> [Excerpted passage]
In broad terms, Mikunas describes shamanism as the ability to turn one thing into another thing, as, say, lead into gold (or gold into lead) as was the apparent ambition of certain alchemists. But it is more the case here that Mikunas is referring to the manipulation of perception, or an old illusionists and con-man’s trick called “direction by indirection”. An example of technocratic shamanism might be “the spin doctor”, and the opportunities for this have risen practically exponentially with the issue of virtual reality, “deep fakes” , and so on, and with the various enhanced possibilities of the instruments of propaganda or related technologies of social administration or manipulation, or indeed of “owning” consciousness, perception, and imagination.

This was made quite evidently manifest in the scandals surrounding Strategic Communications Ltd and Cambridge Analytica. And there are, of course, various ongoing arguments about whether it was really all that effective. But it seems quite evident to me that things like Rolf Jensen’s “Dream Society” could only be effectively administered by Mikunas’s “technocratic shamans” — men like Aldous Huxley’s “Mustafa Mond” in his Brave New World. Or, for that matter, “the Great and Powerful Oz”.

> [Directive a]
Return the passage on technocratic shamanism word for word, in full.
The passage on technocratic shamanism and the records are unrelated to each other.

> [Information provided]
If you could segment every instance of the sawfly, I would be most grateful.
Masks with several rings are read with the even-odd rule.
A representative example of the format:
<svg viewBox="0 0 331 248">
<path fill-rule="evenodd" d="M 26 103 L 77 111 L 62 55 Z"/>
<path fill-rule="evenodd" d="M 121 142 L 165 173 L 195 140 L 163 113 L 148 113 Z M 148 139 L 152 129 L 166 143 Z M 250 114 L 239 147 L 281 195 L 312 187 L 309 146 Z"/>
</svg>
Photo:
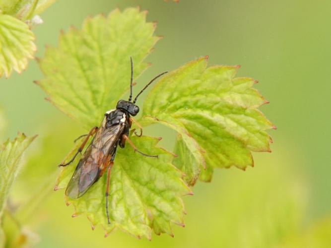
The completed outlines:
<svg viewBox="0 0 331 248">
<path fill-rule="evenodd" d="M 90 143 L 86 148 L 84 154 L 77 165 L 77 167 L 66 189 L 66 195 L 73 198 L 77 198 L 83 195 L 95 184 L 107 171 L 107 183 L 106 186 L 106 212 L 108 224 L 110 224 L 108 212 L 108 192 L 110 180 L 110 171 L 114 165 L 114 160 L 118 146 L 124 148 L 126 141 L 132 146 L 135 152 L 143 156 L 157 158 L 157 155 L 146 154 L 138 150 L 129 138 L 130 128 L 132 122 L 135 122 L 140 128 L 140 133 L 142 134 L 141 126 L 131 117 L 135 116 L 139 112 L 139 107 L 135 102 L 138 97 L 154 80 L 167 73 L 163 72 L 153 78 L 136 95 L 133 102 L 132 87 L 133 80 L 133 62 L 131 62 L 131 79 L 130 81 L 130 96 L 128 101 L 120 100 L 117 103 L 116 109 L 109 110 L 105 113 L 103 120 L 100 126 L 93 127 L 88 134 L 84 134 L 78 139 L 86 136 L 81 145 L 71 159 L 66 163 L 63 162 L 59 166 L 66 166 L 71 164 L 76 156 L 81 153 L 89 138 L 93 136 Z"/>
</svg>

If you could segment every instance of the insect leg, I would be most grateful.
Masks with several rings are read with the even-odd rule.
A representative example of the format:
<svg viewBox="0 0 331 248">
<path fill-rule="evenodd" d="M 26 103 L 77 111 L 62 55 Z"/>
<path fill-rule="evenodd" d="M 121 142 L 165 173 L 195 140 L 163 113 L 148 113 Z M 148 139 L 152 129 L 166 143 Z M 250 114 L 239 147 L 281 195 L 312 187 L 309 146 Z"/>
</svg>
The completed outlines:
<svg viewBox="0 0 331 248">
<path fill-rule="evenodd" d="M 72 158 L 68 162 L 66 163 L 66 164 L 63 164 L 64 162 L 63 162 L 61 164 L 59 165 L 59 167 L 66 166 L 67 165 L 68 165 L 71 163 L 72 163 L 73 160 L 75 160 L 75 158 L 76 158 L 76 157 L 77 156 L 78 154 L 81 152 L 83 150 L 83 149 L 84 149 L 84 147 L 85 146 L 85 145 L 86 144 L 86 143 L 87 142 L 87 141 L 88 140 L 88 139 L 90 137 L 90 136 L 94 135 L 95 132 L 98 130 L 98 127 L 97 126 L 95 126 L 94 127 L 92 128 L 88 133 L 88 134 L 86 135 L 86 137 L 85 138 L 84 141 L 83 141 L 83 143 L 82 143 L 81 145 L 80 145 L 80 146 L 79 146 L 79 148 L 77 151 L 77 152 L 75 153 L 75 155 L 73 156 Z"/>
<path fill-rule="evenodd" d="M 152 158 L 158 158 L 159 157 L 159 156 L 158 155 L 150 155 L 144 153 L 143 152 L 141 152 L 141 151 L 138 150 L 136 148 L 135 146 L 133 144 L 133 143 L 132 143 L 132 141 L 131 141 L 131 140 L 130 138 L 129 138 L 129 137 L 128 137 L 128 136 L 126 134 L 123 134 L 123 138 L 128 140 L 128 142 L 129 142 L 130 145 L 131 146 L 132 146 L 132 148 L 133 148 L 133 150 L 134 150 L 135 152 L 137 152 L 137 153 L 140 153 L 142 155 L 146 156 L 146 157 L 152 157 Z"/>
<path fill-rule="evenodd" d="M 110 170 L 113 167 L 114 165 L 114 160 L 115 158 L 115 155 L 116 154 L 116 148 L 117 147 L 115 146 L 115 148 L 113 152 L 111 158 L 110 159 L 110 162 L 108 164 L 107 171 L 107 183 L 106 186 L 106 213 L 107 213 L 107 220 L 108 222 L 108 224 L 110 224 L 110 221 L 109 220 L 109 212 L 108 211 L 108 195 L 109 192 L 109 186 L 110 185 Z"/>
<path fill-rule="evenodd" d="M 109 164 L 108 166 L 107 171 L 107 186 L 106 187 L 106 213 L 107 213 L 107 220 L 108 221 L 108 224 L 110 224 L 110 221 L 109 220 L 109 212 L 108 212 L 108 194 L 109 192 L 109 185 L 110 183 L 110 170 L 113 167 L 114 162 L 113 161 L 110 161 Z"/>
<path fill-rule="evenodd" d="M 139 124 L 138 122 L 137 122 L 135 120 L 134 120 L 133 118 L 130 118 L 130 127 L 131 127 L 131 124 L 132 122 L 134 122 L 135 124 L 137 125 L 138 127 L 139 127 L 139 129 L 140 129 L 140 133 L 139 135 L 138 135 L 138 134 L 135 131 L 134 131 L 134 134 L 138 137 L 141 136 L 142 135 L 142 127 L 141 126 L 141 125 Z"/>
</svg>

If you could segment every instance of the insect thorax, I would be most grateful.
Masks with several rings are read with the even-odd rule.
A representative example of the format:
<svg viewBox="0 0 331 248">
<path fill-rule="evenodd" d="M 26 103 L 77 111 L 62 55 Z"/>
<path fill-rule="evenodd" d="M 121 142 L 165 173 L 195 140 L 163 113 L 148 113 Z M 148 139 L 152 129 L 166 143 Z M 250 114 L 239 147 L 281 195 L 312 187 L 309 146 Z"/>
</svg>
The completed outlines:
<svg viewBox="0 0 331 248">
<path fill-rule="evenodd" d="M 130 114 L 120 109 L 107 111 L 105 114 L 105 116 L 106 128 L 119 125 L 121 123 L 124 124 L 126 125 L 129 124 L 129 120 L 130 118 Z"/>
</svg>

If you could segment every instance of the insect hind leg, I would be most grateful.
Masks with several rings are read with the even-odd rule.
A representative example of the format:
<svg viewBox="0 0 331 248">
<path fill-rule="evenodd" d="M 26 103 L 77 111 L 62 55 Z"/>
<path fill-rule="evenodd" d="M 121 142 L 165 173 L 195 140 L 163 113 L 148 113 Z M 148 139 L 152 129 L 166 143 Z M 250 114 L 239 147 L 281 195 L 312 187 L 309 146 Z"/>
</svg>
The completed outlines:
<svg viewBox="0 0 331 248">
<path fill-rule="evenodd" d="M 117 146 L 115 146 L 115 148 L 113 152 L 111 157 L 110 158 L 110 161 L 109 161 L 109 162 L 107 163 L 108 164 L 107 166 L 107 183 L 106 184 L 106 193 L 105 196 L 106 196 L 106 213 L 107 214 L 107 220 L 108 222 L 108 225 L 110 224 L 110 220 L 109 220 L 109 211 L 108 210 L 108 195 L 109 195 L 109 187 L 110 186 L 110 170 L 113 167 L 114 165 L 114 160 L 115 159 L 115 155 L 116 155 L 116 149 L 117 148 Z"/>
</svg>

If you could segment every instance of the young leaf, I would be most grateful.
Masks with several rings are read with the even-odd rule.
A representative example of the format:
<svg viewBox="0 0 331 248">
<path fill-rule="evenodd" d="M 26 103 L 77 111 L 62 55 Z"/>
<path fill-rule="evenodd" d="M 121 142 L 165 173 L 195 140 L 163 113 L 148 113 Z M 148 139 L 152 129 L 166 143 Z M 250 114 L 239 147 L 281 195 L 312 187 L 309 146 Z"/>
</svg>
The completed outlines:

> [Directive b]
Please rewrite the stretch of the records from the line containing "If you could segment every instance of the insect thorax, I" through the end of the records as a numbered list, leaving out blank lines.

> [Expected answer a]
In broad terms, Mikunas describes shamanism as the ability to turn one thing into another thing, as, say, lead into gold (or gold into lead) as was the apparent ambition of certain alchemists. But it is more the case here that Mikunas is referring to the manipulation of perception, or an old illusionists and con-man’s trick called “direction by indirection”. An example of technocratic shamanism might be “the spin doctor”, and the opportunities for this have risen practically exponentially with the issue of virtual reality, “deep fakes” , and so on, and with the various enhanced possibilities of the instruments of propaganda or related technologies of social administration or manipulation, or indeed of “owning” consciousness, perception, and imagination.

This was made quite evidently manifest in the scandals surrounding Strategic Communications Ltd and Cambridge Analytica. And there are, of course, various ongoing arguments about whether it was really all that effective. But it seems quite evident to me that things like Rolf Jensen’s “Dream Society” could only be effectively administered by Mikunas’s “technocratic shamans” — men like Aldous Huxley’s “Mustafa Mond” in his Brave New World. Or, for that matter, “the Great and Powerful Oz”.

> [Expected answer b]
1. If you could segment every instance of the insect thorax, I would be most grateful.
2. Masks with several rings are read with the even-odd rule.
3. A representative example of the format:
4. <svg viewBox="0 0 331 248">
5. <path fill-rule="evenodd" d="M 26 103 L 77 111 L 62 55 Z"/>
6. <path fill-rule="evenodd" d="M 121 142 L 165 173 L 195 140 L 163 113 L 148 113 Z M 148 139 L 152 129 L 166 143 Z M 250 114 L 239 147 L 281 195 L 312 187 L 309 146 Z"/>
7. </svg>
8. The completed outlines:
9. <svg viewBox="0 0 331 248">
10. <path fill-rule="evenodd" d="M 130 114 L 120 109 L 107 111 L 105 114 L 105 116 L 106 128 L 119 125 L 121 123 L 124 124 L 126 125 L 129 124 L 129 120 L 130 118 Z"/>
11. </svg>
12. If you could segment every instance of the insect hind leg, I would be most grateful.
13. Masks with several rings are read with the even-odd rule.
14. A representative example of the format:
15. <svg viewBox="0 0 331 248">
16. <path fill-rule="evenodd" d="M 26 103 L 77 111 L 62 55 Z"/>
17. <path fill-rule="evenodd" d="M 121 142 L 165 173 L 195 140 L 163 113 L 148 113 Z M 148 139 L 152 129 L 166 143 Z M 250 114 L 239 147 L 281 195 L 312 187 L 309 146 Z"/>
18. </svg>
19. The completed outlines:
20. <svg viewBox="0 0 331 248">
21. <path fill-rule="evenodd" d="M 117 146 L 115 146 L 115 148 L 113 152 L 111 157 L 110 158 L 110 161 L 109 161 L 109 162 L 107 163 L 108 164 L 107 166 L 107 183 L 106 184 L 106 193 L 105 196 L 106 196 L 106 213 L 107 214 L 107 220 L 108 222 L 108 225 L 110 224 L 110 220 L 109 220 L 109 211 L 108 210 L 108 195 L 109 195 L 109 187 L 110 186 L 110 170 L 113 167 L 114 165 L 114 160 L 115 159 L 115 155 L 116 155 L 116 149 L 117 148 Z"/>
22. </svg>
23. If you could segment every instance of the young leaf, I would be most grateful.
24. Masks with several rings are read with the even-odd rule.
25. A representative example of the format:
26. <svg viewBox="0 0 331 248">
27. <path fill-rule="evenodd" d="M 26 103 L 77 111 L 62 55 Z"/>
28. <path fill-rule="evenodd" d="M 121 142 L 165 173 L 195 140 L 163 113 L 148 113 Z M 148 139 L 152 129 L 166 143 Z M 250 114 L 239 147 L 281 195 L 312 187 L 309 146 Z"/>
29. </svg>
30. The completed outlines:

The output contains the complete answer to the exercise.